WHAT YOU NEED TO DO: Write out the listing below word for word.
☆ ☆ ☆ ☆
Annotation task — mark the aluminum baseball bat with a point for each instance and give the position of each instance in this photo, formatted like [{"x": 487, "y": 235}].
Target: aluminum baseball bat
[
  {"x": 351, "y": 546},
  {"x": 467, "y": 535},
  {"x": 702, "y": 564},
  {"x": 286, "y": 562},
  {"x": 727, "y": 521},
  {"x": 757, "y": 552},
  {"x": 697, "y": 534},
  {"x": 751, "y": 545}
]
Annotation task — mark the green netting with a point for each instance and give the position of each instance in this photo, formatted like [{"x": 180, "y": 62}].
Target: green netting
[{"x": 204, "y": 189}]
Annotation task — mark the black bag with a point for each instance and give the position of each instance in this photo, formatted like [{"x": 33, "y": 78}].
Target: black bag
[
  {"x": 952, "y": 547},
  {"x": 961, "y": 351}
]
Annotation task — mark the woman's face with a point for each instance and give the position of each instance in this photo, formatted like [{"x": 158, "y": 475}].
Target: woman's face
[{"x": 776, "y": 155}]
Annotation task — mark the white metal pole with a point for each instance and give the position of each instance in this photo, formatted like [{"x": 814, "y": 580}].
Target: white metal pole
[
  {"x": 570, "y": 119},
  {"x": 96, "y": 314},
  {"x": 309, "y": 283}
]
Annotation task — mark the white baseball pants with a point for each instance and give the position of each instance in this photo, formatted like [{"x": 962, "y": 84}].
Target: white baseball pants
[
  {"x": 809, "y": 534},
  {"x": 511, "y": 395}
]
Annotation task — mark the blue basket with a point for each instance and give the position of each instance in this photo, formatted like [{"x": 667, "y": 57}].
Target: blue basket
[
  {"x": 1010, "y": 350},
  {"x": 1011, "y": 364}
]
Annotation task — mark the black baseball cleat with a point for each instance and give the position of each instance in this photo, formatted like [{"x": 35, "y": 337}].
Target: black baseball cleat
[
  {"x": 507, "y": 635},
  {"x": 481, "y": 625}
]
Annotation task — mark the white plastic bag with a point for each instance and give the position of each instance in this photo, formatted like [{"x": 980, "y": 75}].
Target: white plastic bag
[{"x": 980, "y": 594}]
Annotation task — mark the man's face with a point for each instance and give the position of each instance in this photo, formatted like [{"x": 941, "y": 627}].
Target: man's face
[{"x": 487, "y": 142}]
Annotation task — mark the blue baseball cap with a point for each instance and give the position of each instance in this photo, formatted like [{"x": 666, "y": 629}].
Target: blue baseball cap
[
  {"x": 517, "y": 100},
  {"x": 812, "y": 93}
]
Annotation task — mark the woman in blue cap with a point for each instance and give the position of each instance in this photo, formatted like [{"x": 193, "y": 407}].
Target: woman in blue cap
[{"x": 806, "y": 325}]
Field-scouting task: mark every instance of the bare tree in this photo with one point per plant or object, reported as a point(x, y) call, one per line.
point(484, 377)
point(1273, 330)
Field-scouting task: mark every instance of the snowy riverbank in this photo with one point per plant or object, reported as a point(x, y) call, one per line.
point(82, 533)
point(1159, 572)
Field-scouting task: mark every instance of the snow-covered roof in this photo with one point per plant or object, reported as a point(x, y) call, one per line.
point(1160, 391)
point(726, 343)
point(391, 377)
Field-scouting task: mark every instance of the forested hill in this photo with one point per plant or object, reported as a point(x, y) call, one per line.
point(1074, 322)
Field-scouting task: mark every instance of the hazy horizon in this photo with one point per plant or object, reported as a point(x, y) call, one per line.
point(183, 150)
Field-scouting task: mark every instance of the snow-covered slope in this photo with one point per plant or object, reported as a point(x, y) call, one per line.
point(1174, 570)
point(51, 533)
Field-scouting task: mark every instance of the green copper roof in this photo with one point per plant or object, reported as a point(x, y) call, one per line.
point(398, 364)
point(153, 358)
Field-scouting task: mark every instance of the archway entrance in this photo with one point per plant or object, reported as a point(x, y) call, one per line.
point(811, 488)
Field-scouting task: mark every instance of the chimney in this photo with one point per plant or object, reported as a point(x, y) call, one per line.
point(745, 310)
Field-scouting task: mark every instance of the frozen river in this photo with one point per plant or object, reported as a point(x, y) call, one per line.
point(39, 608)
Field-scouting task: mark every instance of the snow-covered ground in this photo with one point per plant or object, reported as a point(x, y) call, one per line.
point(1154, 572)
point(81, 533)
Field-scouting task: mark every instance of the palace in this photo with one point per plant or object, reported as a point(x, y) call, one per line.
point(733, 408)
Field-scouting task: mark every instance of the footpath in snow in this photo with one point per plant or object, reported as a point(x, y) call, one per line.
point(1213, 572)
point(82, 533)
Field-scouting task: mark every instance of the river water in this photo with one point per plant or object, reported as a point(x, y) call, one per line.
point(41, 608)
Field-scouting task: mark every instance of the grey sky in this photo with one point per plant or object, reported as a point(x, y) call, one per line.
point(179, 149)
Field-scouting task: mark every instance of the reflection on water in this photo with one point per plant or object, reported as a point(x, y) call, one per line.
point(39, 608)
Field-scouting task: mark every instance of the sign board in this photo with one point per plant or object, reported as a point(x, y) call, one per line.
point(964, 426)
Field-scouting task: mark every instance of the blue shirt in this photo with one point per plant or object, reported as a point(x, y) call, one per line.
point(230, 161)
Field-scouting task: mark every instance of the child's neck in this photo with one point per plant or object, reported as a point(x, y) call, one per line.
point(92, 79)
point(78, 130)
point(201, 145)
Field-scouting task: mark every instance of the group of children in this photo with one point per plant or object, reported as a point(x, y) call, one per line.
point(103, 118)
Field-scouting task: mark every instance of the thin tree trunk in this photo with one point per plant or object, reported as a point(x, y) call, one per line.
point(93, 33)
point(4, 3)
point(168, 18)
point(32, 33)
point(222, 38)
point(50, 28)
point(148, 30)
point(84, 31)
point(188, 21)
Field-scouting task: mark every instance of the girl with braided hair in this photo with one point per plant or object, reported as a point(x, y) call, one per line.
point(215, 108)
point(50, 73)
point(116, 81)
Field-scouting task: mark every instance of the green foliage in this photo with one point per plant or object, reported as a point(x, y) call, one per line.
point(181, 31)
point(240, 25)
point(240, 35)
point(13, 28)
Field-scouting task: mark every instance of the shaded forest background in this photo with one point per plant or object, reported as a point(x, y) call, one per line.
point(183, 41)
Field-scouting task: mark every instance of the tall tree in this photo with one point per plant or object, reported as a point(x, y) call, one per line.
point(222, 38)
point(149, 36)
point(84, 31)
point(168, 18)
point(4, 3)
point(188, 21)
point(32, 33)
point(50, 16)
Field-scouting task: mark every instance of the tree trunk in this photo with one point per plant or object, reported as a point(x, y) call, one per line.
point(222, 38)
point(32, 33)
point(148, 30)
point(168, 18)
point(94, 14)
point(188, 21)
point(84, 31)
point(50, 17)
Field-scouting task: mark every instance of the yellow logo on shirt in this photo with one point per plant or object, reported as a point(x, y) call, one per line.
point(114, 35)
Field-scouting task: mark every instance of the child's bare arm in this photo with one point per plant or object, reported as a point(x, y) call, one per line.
☆ ☆ ☆ ☆
ANSWER TO THIS PROBLEM:
Annotation task — mark the aluminum baseball bat with a point for each instance and give the position of each instance in this photo, formatted like [{"x": 487, "y": 235}].
Target: aluminum baseball bat
[
  {"x": 351, "y": 546},
  {"x": 467, "y": 535},
  {"x": 702, "y": 564},
  {"x": 286, "y": 562},
  {"x": 727, "y": 521},
  {"x": 757, "y": 552},
  {"x": 697, "y": 534},
  {"x": 751, "y": 545}
]
Annotation task — mark the green netting with a point for each instance and give the position of each instance in this photo, formatted like [{"x": 180, "y": 62}].
Target: green netting
[{"x": 204, "y": 189}]
Annotation task — mark the black bag with a point for each instance and give the position of each instance in this photo, formatted like [{"x": 33, "y": 78}].
Target: black bag
[
  {"x": 952, "y": 547},
  {"x": 961, "y": 351}
]
Annotation task — mark the woman's face with a point for each instance and give the position of each instance in this photo, formatted like [{"x": 158, "y": 475}].
Target: woman's face
[{"x": 776, "y": 155}]
Annotation task — mark the white metal pole with a point for each instance and give the position of each instance in this photo, formatted like [{"x": 814, "y": 580}].
Target: white metal pole
[
  {"x": 570, "y": 119},
  {"x": 96, "y": 314},
  {"x": 309, "y": 283}
]
Annotation task — mark the white baseball pants with a point for each instance and give the position of each instance in this photo, formatted like [{"x": 962, "y": 84}].
Target: white baseball pants
[
  {"x": 809, "y": 534},
  {"x": 511, "y": 395}
]
Annotation task — mark the blue basket with a point for each instance and give the position of each instance in this photo, formatted like [{"x": 667, "y": 57}].
Target: blue basket
[
  {"x": 1010, "y": 350},
  {"x": 1011, "y": 364}
]
Annotation task — mark the black baseball cleat with a point for each instance and give the position of each instance in this photo, formatted like [{"x": 35, "y": 337}].
Target: black baseball cleat
[
  {"x": 507, "y": 635},
  {"x": 481, "y": 625}
]
Annotation task — mark the white plastic bag with a point for each instance and give the position of each instance in this photo, formatted like [{"x": 980, "y": 75}].
Target: white plastic bag
[{"x": 980, "y": 594}]
Annotation task — mark the man's face with a point for each instance and give the position of each instance in this photo, formatted like [{"x": 941, "y": 627}].
Target: man's face
[{"x": 487, "y": 142}]
Annotation task — mark the blue baseball cap with a point for each instance and give the position of each instance in this photo, formatted like [{"x": 666, "y": 629}].
Target: blue baseball cap
[
  {"x": 517, "y": 100},
  {"x": 812, "y": 93}
]
Annotation task — mark the woman in blue cap with a point for each instance and give the position of each instance in this photo, formatted like [{"x": 193, "y": 407}].
Target: woman in blue cap
[{"x": 806, "y": 325}]
Field-scouting task: mark every instance of the bare tree in this photo with one point per plant or object, reported as a point(x, y) call, one per line.
point(484, 377)
point(1273, 330)
Field-scouting task: mark every instance of the snowy riverbank in this photo with one point per plant or object, reported as a point(x, y) call, one per line.
point(82, 533)
point(1159, 572)
Field-scouting task: mark every instance of the snow-covered roof in this photo with one point per plant or object, reported as a point(x, y) call, one per line.
point(1160, 391)
point(726, 343)
point(391, 377)
Field-scouting task: mark every instance of the forested hill in this photo with one point per plant or object, reported as a point(x, y) call, one per line.
point(1074, 322)
Field-scouting task: mark every instance of the hazy horizon in this photo with one point per plant or object, reported as a point(x, y) call, one per line.
point(183, 150)
Field-scouting task: mark every instance of the snow-covered slope in this photo with one point per plant or object, reported as a point(x, y) call, one per line.
point(1174, 570)
point(51, 533)
Field-scouting task: mark every instance of the green copper roof in this photo with one point per plant or object, reported as a point(x, y) call, one per line.
point(398, 364)
point(153, 358)
Field-scouting task: mark every instance of the archway entrance in this photo with one point per plant or object, reported as a point(x, y) call, one per line.
point(811, 488)
Field-scouting task: mark every instance of the chimney in this photo with one point per plant or object, reported as a point(x, y) call, one per line.
point(745, 310)
Field-scouting task: mark every instance of the frozen river in this photo with one point per plant or object, reported as a point(x, y) call, one per line.
point(39, 608)
Field-scouting task: mark every instance of the snow-covered ground in this photo with one point per plant or object, reported as a point(x, y) call, one per line.
point(1154, 572)
point(81, 533)
Field-scouting task: mark every instance of the palace in this photo with one point per plant or object, reported as a point(x, y) call, one per line.
point(733, 408)
Field-scouting task: mark every instance of the footpath in snow in this photo with one point per plant or object, reported as a point(x, y) call, one per line.
point(1213, 572)
point(82, 533)
Field-scouting task: mark every instance of the river water in this photo with one point per plant or object, reported as a point(x, y) call, one per line.
point(41, 608)
Field-scouting task: mark every instance of the grey sky in this photo with one point per plant or object, reported as a point(x, y) call, one per line.
point(179, 149)
Field-scouting task: mark every instance of the reflection on water in this photo with one point per plant or object, reported as a point(x, y) call, one per line.
point(39, 608)
Field-scouting task: mark every instance of the sign board in this photo with one point per plant or object, reported as a point(x, y) call, one per line.
point(964, 426)
Field-scouting task: mark every instance of the blue shirt in this photo with one point per plant or object, reported as a point(x, y) call, one per line.
point(230, 161)
Field-scouting task: mark every instance of the child's neck in this photo with one point per plant or object, reported as a point(x, y) call, one per line.
point(92, 79)
point(78, 130)
point(201, 145)
Field-scouting task: mark every instance of the group of children in this photo with one point per plant or object, reported as a point(x, y) call, one per line.
point(103, 118)
Field-scouting task: mark every instance of the thin tree trunk in this photo with one point per plant or object, reported as a point(x, y) call, one per line.
point(93, 33)
point(4, 3)
point(168, 18)
point(32, 33)
point(222, 38)
point(50, 28)
point(148, 30)
point(84, 31)
point(188, 21)
Field-scouting task: mark every instance of the girl with braided hair in this photo with one point per plant or object, reported as a point(x, y) call, one per line.
point(215, 108)
point(50, 73)
point(116, 81)
Field-scouting task: mark every instance of the green foliage in this photo with one point per plant or object, reported as a point(x, y) call, one per line.
point(181, 31)
point(240, 25)
point(240, 35)
point(13, 28)
Field-scouting task: mark every instance of the shaded forest background in this photo with one point per plant or object, reported as a point(x, y) call, one per line.
point(183, 41)
Field-scouting task: mark every instance of the tall tree in this photo with one point per plant or object, reported as a point(x, y) call, one per line.
point(222, 38)
point(149, 36)
point(84, 31)
point(168, 18)
point(4, 3)
point(188, 21)
point(32, 33)
point(50, 16)
Field-scouting task: mark every instance of the tree trunk in this photo with one point per plant or object, reported as a point(x, y) call, one per line.
point(222, 38)
point(32, 33)
point(148, 30)
point(168, 18)
point(94, 14)
point(188, 21)
point(84, 31)
point(50, 17)
Field-scouting task: mark every instance of the yellow logo on shirt in this photo with one point per plant or object, reported as a point(x, y) call, one per line.
point(114, 35)
Field-scouting task: mark every instance of the child's bare arm in this photo with one point per plant or object, reported as a point(x, y) call, one per line.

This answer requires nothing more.